##### Passage for review #####
Start making sense
The journey of life is a veritable sensory tour, experienced and processed through combinations of sound, sight, touch, taste, and smell. Along the way we amass a collection of experiential souvenirs that arrange themselves according to likes and dislikes, ranging from neutral to craving or avoidance. Emotion and vivid memory are engines with powerful sensory ignitions – play me one bar of Madonna's "Get Into the Groove," and I'm instantly back in 1985, dancing in a dive bar in Syracuse with a lacy bow in my permed hair and a dozen black rubber bracelets climbing up my sleeve.
In yoga asana or meditation practice, we're encouraged to focus on what we sense in the moment, establishing steady signposts of presence. While meditating, presence creates the inner trail guide to avoid getting lost in the woods of anxiety, confused in the forest of distraction, or pushed off depression's cliff. On the yoga mat, presence keeps our joints and muscles injury-free, and our systemic bodies on track for the therapeutic reward of healing movement.
##### Given entries #####
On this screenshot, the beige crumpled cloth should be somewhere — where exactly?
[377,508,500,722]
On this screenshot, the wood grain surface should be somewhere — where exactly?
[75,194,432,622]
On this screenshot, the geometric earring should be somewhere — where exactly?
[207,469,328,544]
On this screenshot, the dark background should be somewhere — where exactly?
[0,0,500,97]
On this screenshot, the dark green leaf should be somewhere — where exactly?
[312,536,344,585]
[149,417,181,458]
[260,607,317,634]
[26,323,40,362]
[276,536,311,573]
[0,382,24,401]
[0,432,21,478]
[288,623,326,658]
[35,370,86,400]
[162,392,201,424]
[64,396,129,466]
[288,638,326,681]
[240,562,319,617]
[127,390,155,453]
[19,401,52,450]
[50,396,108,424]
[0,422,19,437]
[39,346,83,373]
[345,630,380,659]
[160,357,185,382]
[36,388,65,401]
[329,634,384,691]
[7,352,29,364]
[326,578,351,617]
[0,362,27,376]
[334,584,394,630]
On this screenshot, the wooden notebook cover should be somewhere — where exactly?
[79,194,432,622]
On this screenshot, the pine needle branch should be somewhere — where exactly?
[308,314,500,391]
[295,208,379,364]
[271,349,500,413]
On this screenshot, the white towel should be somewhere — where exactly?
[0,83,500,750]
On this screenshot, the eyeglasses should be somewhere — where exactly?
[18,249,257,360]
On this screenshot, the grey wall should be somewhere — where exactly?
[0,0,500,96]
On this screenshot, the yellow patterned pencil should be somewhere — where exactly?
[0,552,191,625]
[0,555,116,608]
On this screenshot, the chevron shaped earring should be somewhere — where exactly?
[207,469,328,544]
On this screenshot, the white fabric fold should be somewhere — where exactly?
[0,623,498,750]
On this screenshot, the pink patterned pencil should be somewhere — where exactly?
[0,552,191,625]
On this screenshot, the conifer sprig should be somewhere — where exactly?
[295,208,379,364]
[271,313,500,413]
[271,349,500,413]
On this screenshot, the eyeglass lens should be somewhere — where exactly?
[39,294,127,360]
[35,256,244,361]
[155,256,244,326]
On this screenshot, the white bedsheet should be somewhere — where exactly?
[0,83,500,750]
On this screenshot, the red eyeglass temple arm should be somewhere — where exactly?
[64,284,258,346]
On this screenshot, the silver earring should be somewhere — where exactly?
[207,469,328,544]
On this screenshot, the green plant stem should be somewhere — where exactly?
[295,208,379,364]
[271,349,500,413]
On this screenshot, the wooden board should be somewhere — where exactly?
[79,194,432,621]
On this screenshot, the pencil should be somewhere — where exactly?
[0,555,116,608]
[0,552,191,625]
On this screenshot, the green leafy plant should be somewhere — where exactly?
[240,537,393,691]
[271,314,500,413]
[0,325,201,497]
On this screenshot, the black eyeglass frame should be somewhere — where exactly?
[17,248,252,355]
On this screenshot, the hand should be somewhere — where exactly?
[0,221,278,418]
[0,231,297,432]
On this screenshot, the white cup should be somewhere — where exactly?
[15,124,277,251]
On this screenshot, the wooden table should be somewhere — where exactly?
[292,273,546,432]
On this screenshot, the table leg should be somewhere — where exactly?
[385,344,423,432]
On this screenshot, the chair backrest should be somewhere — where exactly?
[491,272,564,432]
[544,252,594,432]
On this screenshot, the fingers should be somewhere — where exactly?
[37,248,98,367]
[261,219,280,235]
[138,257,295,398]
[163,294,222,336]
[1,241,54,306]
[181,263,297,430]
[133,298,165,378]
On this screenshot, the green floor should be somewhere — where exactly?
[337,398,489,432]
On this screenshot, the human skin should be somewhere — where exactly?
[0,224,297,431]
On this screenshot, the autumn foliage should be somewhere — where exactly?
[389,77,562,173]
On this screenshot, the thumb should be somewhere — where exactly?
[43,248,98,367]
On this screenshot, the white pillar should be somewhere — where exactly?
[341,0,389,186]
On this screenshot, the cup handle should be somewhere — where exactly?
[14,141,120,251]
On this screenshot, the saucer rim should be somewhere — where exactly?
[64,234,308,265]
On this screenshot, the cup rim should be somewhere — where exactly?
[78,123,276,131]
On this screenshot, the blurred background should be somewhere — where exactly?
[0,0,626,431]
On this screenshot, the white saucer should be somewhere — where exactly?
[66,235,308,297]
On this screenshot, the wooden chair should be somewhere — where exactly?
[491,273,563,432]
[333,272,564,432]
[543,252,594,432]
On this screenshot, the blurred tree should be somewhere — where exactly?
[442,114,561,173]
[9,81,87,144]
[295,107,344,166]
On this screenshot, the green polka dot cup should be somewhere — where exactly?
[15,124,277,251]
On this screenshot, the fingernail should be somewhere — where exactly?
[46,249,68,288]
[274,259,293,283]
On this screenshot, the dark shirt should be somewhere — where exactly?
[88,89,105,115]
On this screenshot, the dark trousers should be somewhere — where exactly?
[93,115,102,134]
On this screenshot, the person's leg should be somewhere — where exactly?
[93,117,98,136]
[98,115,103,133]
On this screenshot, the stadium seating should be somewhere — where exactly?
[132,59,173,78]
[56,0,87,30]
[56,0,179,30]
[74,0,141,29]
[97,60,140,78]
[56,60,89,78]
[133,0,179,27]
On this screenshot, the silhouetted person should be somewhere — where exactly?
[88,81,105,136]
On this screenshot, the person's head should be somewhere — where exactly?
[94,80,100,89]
#####
(Prompt A): Please reproduce, word for word, the stretch of the passage on the senses and presence from "In yoga asana" through "of healing movement.".
(Prompt B): List the senses named in the passage on the senses and presence.

(Task solution A):
In yoga asana or meditation practice, we're encouraged to focus on what we sense in the moment, establishing steady signposts of presence. While meditating, presence creates the inner trail guide to avoid getting lost in the woods of anxiety, confused in the forest of distraction, or pushed off depression's cliff. On the yoga mat, presence keeps our joints and muscles injury-free, and our systemic bodies on track for the therapeutic reward of healing movement.

(Task solution B): sound, sight, touch, taste, smell